Your task —
Return, exactly, the line that contains "of the green" together with all lines after it to the end of the entries, and no further lines.

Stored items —
# # # #

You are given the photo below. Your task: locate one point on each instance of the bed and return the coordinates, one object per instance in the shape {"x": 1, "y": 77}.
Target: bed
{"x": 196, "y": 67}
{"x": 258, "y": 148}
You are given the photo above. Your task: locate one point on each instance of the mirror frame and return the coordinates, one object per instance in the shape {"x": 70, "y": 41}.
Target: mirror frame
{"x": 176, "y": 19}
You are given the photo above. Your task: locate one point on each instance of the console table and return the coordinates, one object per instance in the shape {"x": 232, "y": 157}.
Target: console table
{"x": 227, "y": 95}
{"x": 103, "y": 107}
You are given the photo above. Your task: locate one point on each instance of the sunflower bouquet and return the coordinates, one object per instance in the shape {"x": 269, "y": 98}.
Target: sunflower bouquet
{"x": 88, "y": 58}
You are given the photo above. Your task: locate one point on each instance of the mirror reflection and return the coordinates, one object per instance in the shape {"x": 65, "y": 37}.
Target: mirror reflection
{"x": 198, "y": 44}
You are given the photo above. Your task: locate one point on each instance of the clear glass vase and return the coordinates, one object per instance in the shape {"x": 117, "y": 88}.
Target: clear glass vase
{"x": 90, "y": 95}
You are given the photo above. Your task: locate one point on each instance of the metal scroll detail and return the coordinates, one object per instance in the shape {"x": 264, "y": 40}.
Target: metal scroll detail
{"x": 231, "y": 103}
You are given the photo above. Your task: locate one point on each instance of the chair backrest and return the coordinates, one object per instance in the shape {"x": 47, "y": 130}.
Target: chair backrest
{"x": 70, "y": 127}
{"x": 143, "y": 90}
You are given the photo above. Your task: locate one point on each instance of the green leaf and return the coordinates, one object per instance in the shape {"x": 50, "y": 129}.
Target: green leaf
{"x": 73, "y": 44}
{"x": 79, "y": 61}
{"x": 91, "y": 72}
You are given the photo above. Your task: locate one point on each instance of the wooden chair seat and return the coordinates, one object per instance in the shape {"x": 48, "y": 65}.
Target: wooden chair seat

# # # #

Full response —
You are given the photo above. Your task: locate one point on each instance of the green leaf and return the coordinates, one object per instance in the shape {"x": 50, "y": 129}.
Target: green leaf
{"x": 73, "y": 44}
{"x": 79, "y": 61}
{"x": 91, "y": 72}
You are given the photo above. Your task: locate one point on each instance of the wooden chair seat and return the coordinates, one object per instance in the shape {"x": 48, "y": 65}.
Target: wooden chair seat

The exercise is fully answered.